List every line in the data below that contains the string "jeans".

** Begin **

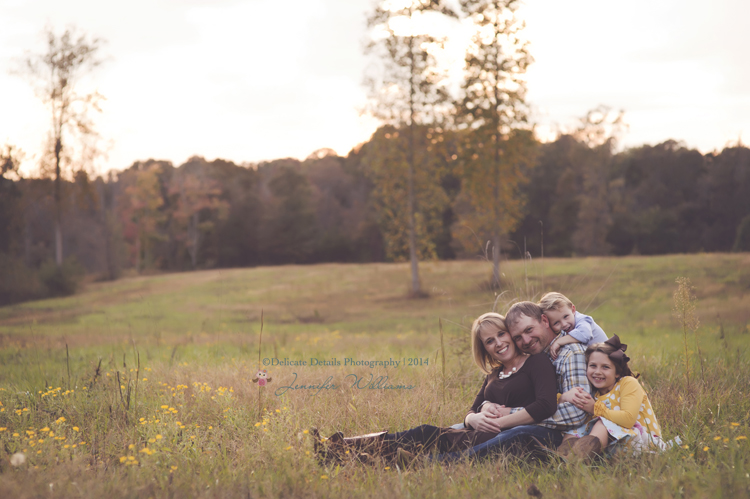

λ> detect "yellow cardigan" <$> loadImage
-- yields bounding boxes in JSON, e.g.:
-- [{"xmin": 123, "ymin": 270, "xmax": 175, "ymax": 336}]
[{"xmin": 594, "ymin": 376, "xmax": 661, "ymax": 437}]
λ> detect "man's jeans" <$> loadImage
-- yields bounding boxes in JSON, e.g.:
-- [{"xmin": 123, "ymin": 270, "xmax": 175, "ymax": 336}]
[{"xmin": 437, "ymin": 424, "xmax": 562, "ymax": 462}]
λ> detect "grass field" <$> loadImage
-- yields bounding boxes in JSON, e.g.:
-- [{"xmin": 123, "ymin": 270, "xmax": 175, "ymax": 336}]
[{"xmin": 0, "ymin": 254, "xmax": 750, "ymax": 498}]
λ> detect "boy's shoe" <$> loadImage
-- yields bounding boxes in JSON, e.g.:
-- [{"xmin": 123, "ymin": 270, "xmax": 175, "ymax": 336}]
[
  {"xmin": 570, "ymin": 435, "xmax": 602, "ymax": 464},
  {"xmin": 557, "ymin": 437, "xmax": 580, "ymax": 458}
]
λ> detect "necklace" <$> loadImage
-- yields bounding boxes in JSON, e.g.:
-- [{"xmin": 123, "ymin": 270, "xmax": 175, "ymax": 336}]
[{"xmin": 497, "ymin": 355, "xmax": 527, "ymax": 379}]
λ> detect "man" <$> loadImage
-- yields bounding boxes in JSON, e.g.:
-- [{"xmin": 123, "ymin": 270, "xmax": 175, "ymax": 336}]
[{"xmin": 439, "ymin": 301, "xmax": 591, "ymax": 461}]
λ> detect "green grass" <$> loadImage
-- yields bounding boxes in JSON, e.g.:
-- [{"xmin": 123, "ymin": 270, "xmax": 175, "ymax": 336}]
[{"xmin": 0, "ymin": 254, "xmax": 750, "ymax": 497}]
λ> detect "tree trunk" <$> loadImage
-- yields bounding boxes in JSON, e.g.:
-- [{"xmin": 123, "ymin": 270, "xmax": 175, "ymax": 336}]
[
  {"xmin": 492, "ymin": 16, "xmax": 501, "ymax": 289},
  {"xmin": 55, "ymin": 138, "xmax": 62, "ymax": 268}
]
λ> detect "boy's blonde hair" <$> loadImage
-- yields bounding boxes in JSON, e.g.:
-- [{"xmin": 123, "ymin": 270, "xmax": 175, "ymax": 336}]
[
  {"xmin": 539, "ymin": 292, "xmax": 573, "ymax": 312},
  {"xmin": 471, "ymin": 312, "xmax": 508, "ymax": 374}
]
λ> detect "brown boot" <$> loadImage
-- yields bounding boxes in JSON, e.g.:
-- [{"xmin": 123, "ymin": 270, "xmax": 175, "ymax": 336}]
[
  {"xmin": 396, "ymin": 447, "xmax": 417, "ymax": 470},
  {"xmin": 557, "ymin": 437, "xmax": 580, "ymax": 458},
  {"xmin": 570, "ymin": 435, "xmax": 602, "ymax": 464}
]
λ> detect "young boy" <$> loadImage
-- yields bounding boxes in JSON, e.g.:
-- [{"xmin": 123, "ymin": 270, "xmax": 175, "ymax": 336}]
[{"xmin": 539, "ymin": 293, "xmax": 607, "ymax": 359}]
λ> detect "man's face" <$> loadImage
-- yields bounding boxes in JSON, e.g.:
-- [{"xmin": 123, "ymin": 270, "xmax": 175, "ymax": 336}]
[
  {"xmin": 544, "ymin": 305, "xmax": 576, "ymax": 333},
  {"xmin": 510, "ymin": 314, "xmax": 555, "ymax": 355}
]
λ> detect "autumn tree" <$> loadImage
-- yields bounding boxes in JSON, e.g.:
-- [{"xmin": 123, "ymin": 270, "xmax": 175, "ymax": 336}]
[
  {"xmin": 22, "ymin": 28, "xmax": 102, "ymax": 267},
  {"xmin": 367, "ymin": 0, "xmax": 455, "ymax": 296},
  {"xmin": 261, "ymin": 166, "xmax": 318, "ymax": 264},
  {"xmin": 457, "ymin": 0, "xmax": 534, "ymax": 285},
  {"xmin": 169, "ymin": 169, "xmax": 228, "ymax": 269}
]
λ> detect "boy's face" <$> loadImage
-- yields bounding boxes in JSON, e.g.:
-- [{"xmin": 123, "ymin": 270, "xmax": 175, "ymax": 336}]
[
  {"xmin": 508, "ymin": 314, "xmax": 555, "ymax": 355},
  {"xmin": 544, "ymin": 305, "xmax": 576, "ymax": 333}
]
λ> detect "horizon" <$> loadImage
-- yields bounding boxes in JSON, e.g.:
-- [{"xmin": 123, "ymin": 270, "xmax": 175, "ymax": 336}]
[{"xmin": 0, "ymin": 0, "xmax": 750, "ymax": 175}]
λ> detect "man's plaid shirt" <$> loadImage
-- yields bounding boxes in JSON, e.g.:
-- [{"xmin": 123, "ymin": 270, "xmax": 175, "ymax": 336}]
[{"xmin": 538, "ymin": 343, "xmax": 591, "ymax": 431}]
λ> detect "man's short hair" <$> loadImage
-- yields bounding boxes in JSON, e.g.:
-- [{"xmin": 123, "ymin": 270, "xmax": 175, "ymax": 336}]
[
  {"xmin": 505, "ymin": 301, "xmax": 542, "ymax": 329},
  {"xmin": 539, "ymin": 292, "xmax": 573, "ymax": 312}
]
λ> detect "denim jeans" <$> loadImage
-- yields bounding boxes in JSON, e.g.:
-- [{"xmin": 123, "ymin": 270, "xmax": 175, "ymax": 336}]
[{"xmin": 436, "ymin": 424, "xmax": 562, "ymax": 462}]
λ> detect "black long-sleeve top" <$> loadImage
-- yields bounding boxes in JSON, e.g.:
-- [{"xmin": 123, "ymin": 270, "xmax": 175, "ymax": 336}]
[{"xmin": 464, "ymin": 353, "xmax": 557, "ymax": 423}]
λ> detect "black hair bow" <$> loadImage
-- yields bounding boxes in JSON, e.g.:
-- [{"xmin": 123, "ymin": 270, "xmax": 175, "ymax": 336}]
[{"xmin": 604, "ymin": 334, "xmax": 630, "ymax": 365}]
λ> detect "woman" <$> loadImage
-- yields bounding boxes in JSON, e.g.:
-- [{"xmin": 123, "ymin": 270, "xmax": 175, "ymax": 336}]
[{"xmin": 313, "ymin": 312, "xmax": 557, "ymax": 462}]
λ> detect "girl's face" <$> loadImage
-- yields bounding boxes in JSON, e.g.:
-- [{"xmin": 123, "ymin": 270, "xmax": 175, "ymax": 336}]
[
  {"xmin": 586, "ymin": 352, "xmax": 618, "ymax": 393},
  {"xmin": 479, "ymin": 327, "xmax": 516, "ymax": 364}
]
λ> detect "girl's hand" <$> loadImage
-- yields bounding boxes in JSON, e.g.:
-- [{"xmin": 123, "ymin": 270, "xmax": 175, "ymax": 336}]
[
  {"xmin": 571, "ymin": 389, "xmax": 594, "ymax": 414},
  {"xmin": 549, "ymin": 341, "xmax": 562, "ymax": 360},
  {"xmin": 559, "ymin": 387, "xmax": 580, "ymax": 404}
]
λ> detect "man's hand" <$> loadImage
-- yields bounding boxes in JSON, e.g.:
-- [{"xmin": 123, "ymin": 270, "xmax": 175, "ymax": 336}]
[
  {"xmin": 466, "ymin": 414, "xmax": 502, "ymax": 433},
  {"xmin": 558, "ymin": 386, "xmax": 581, "ymax": 405},
  {"xmin": 479, "ymin": 402, "xmax": 510, "ymax": 418},
  {"xmin": 570, "ymin": 387, "xmax": 594, "ymax": 414}
]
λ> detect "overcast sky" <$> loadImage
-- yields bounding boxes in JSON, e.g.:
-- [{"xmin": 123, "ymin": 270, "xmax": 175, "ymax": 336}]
[{"xmin": 0, "ymin": 0, "xmax": 750, "ymax": 176}]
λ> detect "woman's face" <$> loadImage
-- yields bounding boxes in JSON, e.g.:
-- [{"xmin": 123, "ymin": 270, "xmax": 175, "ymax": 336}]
[
  {"xmin": 586, "ymin": 352, "xmax": 617, "ymax": 393},
  {"xmin": 479, "ymin": 325, "xmax": 516, "ymax": 363}
]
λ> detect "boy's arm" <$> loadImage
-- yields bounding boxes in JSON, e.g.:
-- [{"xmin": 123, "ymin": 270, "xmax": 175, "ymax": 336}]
[
  {"xmin": 568, "ymin": 312, "xmax": 594, "ymax": 345},
  {"xmin": 552, "ymin": 333, "xmax": 582, "ymax": 347},
  {"xmin": 549, "ymin": 334, "xmax": 580, "ymax": 360}
]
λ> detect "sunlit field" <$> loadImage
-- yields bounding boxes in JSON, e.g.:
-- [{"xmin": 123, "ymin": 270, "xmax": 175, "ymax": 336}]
[{"xmin": 0, "ymin": 254, "xmax": 750, "ymax": 498}]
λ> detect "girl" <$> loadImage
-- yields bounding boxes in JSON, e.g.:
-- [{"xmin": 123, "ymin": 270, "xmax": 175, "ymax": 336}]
[{"xmin": 558, "ymin": 335, "xmax": 666, "ymax": 460}]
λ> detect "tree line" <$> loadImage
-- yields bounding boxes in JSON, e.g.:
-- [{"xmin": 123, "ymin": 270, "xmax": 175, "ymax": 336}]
[
  {"xmin": 5, "ymin": 0, "xmax": 750, "ymax": 303},
  {"xmin": 0, "ymin": 132, "xmax": 750, "ymax": 303}
]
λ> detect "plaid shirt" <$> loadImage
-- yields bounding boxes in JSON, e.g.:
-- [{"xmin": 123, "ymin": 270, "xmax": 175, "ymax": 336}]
[{"xmin": 511, "ymin": 343, "xmax": 591, "ymax": 431}]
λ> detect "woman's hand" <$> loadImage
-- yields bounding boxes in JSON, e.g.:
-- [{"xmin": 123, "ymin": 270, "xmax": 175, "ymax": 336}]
[
  {"xmin": 571, "ymin": 387, "xmax": 594, "ymax": 414},
  {"xmin": 479, "ymin": 402, "xmax": 510, "ymax": 418},
  {"xmin": 557, "ymin": 386, "xmax": 581, "ymax": 404},
  {"xmin": 466, "ymin": 412, "xmax": 502, "ymax": 433}
]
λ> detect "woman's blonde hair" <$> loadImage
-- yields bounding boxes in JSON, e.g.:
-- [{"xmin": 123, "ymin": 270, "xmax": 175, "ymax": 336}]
[{"xmin": 471, "ymin": 312, "xmax": 510, "ymax": 374}]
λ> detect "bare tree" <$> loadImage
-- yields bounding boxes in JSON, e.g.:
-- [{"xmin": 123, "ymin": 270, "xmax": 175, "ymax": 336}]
[
  {"xmin": 22, "ymin": 27, "xmax": 103, "ymax": 267},
  {"xmin": 458, "ymin": 0, "xmax": 533, "ymax": 286},
  {"xmin": 366, "ymin": 0, "xmax": 457, "ymax": 296}
]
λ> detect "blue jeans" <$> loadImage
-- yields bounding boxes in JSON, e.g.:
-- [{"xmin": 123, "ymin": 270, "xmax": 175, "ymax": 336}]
[{"xmin": 437, "ymin": 425, "xmax": 562, "ymax": 462}]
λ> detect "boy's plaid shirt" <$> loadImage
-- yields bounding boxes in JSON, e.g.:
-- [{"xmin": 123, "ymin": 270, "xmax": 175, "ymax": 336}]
[{"xmin": 510, "ymin": 342, "xmax": 591, "ymax": 431}]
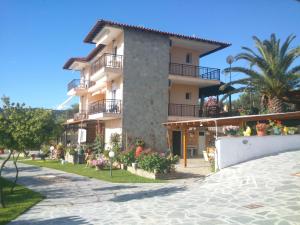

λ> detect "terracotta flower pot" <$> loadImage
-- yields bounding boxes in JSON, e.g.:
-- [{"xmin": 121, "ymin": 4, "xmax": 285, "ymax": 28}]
[
  {"xmin": 257, "ymin": 130, "xmax": 266, "ymax": 136},
  {"xmin": 135, "ymin": 146, "xmax": 143, "ymax": 158}
]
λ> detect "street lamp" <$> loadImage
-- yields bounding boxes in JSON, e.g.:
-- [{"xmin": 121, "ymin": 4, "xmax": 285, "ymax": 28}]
[
  {"xmin": 108, "ymin": 150, "xmax": 115, "ymax": 177},
  {"xmin": 49, "ymin": 146, "xmax": 55, "ymax": 159},
  {"xmin": 226, "ymin": 55, "xmax": 234, "ymax": 112}
]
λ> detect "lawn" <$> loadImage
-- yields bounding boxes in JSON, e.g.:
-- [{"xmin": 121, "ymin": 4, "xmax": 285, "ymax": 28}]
[
  {"xmin": 0, "ymin": 178, "xmax": 43, "ymax": 225},
  {"xmin": 20, "ymin": 160, "xmax": 164, "ymax": 183}
]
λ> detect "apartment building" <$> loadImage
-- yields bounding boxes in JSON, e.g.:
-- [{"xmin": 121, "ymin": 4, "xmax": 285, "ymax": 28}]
[{"xmin": 63, "ymin": 20, "xmax": 230, "ymax": 151}]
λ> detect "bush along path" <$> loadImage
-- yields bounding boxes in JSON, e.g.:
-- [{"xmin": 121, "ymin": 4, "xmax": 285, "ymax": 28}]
[{"xmin": 0, "ymin": 178, "xmax": 43, "ymax": 225}]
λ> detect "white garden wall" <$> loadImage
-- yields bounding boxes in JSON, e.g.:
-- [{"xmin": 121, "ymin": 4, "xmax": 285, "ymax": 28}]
[{"xmin": 215, "ymin": 135, "xmax": 300, "ymax": 169}]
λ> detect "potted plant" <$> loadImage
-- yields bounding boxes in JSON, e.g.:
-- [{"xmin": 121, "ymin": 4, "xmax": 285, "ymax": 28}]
[
  {"xmin": 204, "ymin": 96, "xmax": 219, "ymax": 116},
  {"xmin": 120, "ymin": 149, "xmax": 135, "ymax": 169},
  {"xmin": 269, "ymin": 120, "xmax": 283, "ymax": 135},
  {"xmin": 243, "ymin": 126, "xmax": 252, "ymax": 137},
  {"xmin": 287, "ymin": 127, "xmax": 298, "ymax": 135},
  {"xmin": 256, "ymin": 123, "xmax": 268, "ymax": 136},
  {"xmin": 92, "ymin": 157, "xmax": 106, "ymax": 170},
  {"xmin": 223, "ymin": 125, "xmax": 240, "ymax": 136},
  {"xmin": 30, "ymin": 154, "xmax": 36, "ymax": 160}
]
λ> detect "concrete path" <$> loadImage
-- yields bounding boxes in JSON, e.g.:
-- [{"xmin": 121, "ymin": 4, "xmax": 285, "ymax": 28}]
[{"xmin": 2, "ymin": 151, "xmax": 300, "ymax": 225}]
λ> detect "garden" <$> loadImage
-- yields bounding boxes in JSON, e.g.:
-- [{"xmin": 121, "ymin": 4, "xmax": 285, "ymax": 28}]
[{"xmin": 21, "ymin": 133, "xmax": 178, "ymax": 183}]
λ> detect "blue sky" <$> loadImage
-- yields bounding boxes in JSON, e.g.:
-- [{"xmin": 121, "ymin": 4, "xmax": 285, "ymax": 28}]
[{"xmin": 0, "ymin": 0, "xmax": 300, "ymax": 108}]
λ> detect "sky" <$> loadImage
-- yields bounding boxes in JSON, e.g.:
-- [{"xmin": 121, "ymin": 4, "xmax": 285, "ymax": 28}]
[{"xmin": 0, "ymin": 0, "xmax": 300, "ymax": 109}]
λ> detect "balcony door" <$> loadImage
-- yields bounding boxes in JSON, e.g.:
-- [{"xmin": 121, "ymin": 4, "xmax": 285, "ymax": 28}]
[{"xmin": 172, "ymin": 130, "xmax": 181, "ymax": 156}]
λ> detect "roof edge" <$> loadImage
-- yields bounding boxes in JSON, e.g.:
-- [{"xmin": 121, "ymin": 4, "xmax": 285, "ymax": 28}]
[{"xmin": 83, "ymin": 19, "xmax": 231, "ymax": 49}]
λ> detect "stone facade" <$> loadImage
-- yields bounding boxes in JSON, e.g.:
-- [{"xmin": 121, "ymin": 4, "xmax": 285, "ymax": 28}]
[{"xmin": 122, "ymin": 29, "xmax": 170, "ymax": 151}]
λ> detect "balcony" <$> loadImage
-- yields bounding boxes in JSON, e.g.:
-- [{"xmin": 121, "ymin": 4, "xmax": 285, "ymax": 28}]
[
  {"xmin": 91, "ymin": 53, "xmax": 123, "ymax": 75},
  {"xmin": 169, "ymin": 63, "xmax": 220, "ymax": 81},
  {"xmin": 89, "ymin": 99, "xmax": 122, "ymax": 115},
  {"xmin": 68, "ymin": 79, "xmax": 95, "ymax": 95},
  {"xmin": 168, "ymin": 103, "xmax": 201, "ymax": 117}
]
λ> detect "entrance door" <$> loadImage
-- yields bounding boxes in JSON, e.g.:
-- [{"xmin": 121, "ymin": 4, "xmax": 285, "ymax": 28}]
[
  {"xmin": 172, "ymin": 131, "xmax": 181, "ymax": 156},
  {"xmin": 198, "ymin": 132, "xmax": 205, "ymax": 157}
]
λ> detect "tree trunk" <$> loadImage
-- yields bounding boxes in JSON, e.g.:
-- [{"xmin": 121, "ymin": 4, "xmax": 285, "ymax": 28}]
[
  {"xmin": 10, "ymin": 152, "xmax": 20, "ymax": 193},
  {"xmin": 268, "ymin": 96, "xmax": 284, "ymax": 113},
  {"xmin": 0, "ymin": 150, "xmax": 12, "ymax": 208}
]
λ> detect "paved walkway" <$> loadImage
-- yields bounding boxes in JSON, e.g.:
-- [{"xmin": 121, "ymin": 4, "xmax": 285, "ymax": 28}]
[{"xmin": 2, "ymin": 151, "xmax": 300, "ymax": 225}]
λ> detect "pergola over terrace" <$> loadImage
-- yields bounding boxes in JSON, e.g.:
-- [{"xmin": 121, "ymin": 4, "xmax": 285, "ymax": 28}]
[{"xmin": 163, "ymin": 111, "xmax": 300, "ymax": 167}]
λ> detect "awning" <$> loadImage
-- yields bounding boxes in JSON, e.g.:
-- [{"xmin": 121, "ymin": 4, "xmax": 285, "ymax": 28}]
[{"xmin": 163, "ymin": 111, "xmax": 300, "ymax": 128}]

** End **

**Solution to this exercise**
λ> detect "man's jeans" <$> loadImage
λ> detect "denim jeans" <$> loadImage
λ> detect "blue jeans" <$> loadImage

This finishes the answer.